- Opening Delimiter -
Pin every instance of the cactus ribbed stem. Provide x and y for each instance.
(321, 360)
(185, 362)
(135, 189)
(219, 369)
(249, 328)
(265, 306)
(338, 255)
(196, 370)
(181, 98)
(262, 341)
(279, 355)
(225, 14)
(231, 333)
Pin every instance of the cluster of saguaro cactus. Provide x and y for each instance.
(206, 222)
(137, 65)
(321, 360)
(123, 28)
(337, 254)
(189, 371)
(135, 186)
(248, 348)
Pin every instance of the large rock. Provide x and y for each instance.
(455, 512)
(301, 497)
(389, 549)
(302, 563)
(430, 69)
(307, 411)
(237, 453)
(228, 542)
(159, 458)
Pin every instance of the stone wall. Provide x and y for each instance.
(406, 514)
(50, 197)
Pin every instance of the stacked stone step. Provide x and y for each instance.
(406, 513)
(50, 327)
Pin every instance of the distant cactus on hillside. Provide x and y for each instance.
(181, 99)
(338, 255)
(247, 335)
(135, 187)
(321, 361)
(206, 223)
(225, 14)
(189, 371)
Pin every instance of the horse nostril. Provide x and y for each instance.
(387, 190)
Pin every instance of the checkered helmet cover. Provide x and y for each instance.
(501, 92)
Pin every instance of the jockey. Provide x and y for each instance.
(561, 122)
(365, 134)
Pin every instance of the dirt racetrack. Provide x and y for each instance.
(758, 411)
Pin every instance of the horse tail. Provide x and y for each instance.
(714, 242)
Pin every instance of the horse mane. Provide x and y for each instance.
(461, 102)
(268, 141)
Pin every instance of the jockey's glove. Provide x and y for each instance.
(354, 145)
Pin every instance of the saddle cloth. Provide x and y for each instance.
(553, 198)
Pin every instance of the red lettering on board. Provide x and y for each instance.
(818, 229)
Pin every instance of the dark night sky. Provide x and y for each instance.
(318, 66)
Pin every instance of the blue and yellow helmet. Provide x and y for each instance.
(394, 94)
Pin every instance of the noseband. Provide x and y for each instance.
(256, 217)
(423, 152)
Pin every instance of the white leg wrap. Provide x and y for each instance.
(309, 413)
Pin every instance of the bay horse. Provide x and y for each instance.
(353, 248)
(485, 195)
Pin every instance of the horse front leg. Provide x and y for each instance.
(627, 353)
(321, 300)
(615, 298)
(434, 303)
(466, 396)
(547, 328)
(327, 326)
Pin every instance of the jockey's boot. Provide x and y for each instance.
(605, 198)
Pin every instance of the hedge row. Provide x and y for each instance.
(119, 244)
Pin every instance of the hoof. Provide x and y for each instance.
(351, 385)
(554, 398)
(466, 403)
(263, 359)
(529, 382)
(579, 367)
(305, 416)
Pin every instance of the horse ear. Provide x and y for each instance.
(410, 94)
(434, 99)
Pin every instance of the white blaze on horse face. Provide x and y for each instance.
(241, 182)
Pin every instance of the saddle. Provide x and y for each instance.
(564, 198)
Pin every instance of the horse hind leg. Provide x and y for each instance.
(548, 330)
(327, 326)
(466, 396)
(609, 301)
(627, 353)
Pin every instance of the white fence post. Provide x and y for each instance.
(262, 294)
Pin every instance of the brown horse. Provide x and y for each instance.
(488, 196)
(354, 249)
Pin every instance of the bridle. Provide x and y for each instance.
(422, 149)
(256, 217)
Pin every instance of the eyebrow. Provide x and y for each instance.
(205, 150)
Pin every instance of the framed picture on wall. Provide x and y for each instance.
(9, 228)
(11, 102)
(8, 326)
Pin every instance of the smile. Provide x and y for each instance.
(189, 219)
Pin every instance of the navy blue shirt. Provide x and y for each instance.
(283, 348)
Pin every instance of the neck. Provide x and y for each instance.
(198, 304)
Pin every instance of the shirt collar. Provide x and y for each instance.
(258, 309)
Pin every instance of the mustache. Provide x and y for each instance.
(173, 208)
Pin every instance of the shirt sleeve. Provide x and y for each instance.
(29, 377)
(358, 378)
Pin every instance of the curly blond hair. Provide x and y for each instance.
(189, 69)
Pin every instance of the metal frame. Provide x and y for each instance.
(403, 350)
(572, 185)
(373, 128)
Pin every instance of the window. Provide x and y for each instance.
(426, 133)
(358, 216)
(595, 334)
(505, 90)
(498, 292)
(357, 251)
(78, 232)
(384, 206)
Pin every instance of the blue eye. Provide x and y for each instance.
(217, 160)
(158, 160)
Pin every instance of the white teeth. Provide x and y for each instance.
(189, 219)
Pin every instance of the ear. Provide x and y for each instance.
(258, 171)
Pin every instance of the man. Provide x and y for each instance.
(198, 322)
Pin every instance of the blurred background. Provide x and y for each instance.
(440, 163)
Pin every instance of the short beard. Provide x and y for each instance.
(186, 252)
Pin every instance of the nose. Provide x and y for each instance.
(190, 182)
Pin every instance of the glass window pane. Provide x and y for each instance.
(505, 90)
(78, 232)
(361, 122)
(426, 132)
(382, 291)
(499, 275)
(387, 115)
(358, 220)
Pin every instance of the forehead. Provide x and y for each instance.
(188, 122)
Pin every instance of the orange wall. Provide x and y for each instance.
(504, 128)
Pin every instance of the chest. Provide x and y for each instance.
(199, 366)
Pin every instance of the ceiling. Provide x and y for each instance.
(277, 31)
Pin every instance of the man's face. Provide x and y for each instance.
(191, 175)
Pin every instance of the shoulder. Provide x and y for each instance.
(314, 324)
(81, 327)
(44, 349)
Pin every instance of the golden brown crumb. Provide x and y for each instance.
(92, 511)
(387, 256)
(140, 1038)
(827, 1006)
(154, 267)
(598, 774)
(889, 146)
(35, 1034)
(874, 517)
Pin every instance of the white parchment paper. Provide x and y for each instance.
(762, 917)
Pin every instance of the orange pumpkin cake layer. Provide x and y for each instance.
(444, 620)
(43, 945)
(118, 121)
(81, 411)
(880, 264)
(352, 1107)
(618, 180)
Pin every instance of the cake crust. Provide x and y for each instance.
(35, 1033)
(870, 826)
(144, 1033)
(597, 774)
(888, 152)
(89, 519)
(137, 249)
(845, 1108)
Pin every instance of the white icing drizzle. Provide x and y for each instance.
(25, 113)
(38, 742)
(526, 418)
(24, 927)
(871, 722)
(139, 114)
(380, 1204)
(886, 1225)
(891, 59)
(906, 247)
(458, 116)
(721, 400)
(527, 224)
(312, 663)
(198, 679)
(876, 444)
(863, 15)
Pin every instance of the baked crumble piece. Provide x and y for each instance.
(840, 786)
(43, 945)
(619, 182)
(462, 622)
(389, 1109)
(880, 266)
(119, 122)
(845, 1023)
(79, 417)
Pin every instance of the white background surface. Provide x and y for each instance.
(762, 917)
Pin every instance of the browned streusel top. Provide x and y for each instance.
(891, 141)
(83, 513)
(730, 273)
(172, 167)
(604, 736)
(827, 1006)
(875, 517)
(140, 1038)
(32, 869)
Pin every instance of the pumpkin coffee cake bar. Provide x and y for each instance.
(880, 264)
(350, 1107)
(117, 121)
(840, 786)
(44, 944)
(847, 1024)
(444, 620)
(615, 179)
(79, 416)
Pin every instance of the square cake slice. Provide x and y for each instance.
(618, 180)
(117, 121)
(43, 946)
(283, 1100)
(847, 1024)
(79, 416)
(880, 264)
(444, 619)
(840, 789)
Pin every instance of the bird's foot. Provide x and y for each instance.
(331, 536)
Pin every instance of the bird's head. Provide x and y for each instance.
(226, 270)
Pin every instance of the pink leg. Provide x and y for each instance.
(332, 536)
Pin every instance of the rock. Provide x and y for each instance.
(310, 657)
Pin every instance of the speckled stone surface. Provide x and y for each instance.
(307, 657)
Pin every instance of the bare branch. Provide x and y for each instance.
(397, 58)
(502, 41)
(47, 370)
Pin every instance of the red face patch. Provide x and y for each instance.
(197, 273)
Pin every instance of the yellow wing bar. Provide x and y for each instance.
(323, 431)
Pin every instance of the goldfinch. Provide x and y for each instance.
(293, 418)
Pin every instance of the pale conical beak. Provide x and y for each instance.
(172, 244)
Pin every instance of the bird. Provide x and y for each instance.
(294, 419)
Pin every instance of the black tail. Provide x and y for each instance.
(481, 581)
- Closing Delimiter -
▶ **Task instructions**
Exactly the lines from the one containing "Pin every instance of the pale" to the final line of the entries must be restated, and no others.

▶ **Result**
Pin every instance of the pale conical beak. Provide x and y for each instance.
(172, 244)
Pin every instance of the bird. Provide x and y for each instance.
(294, 419)
Pin every instance of the black tail. Provide x and y for each instance.
(481, 581)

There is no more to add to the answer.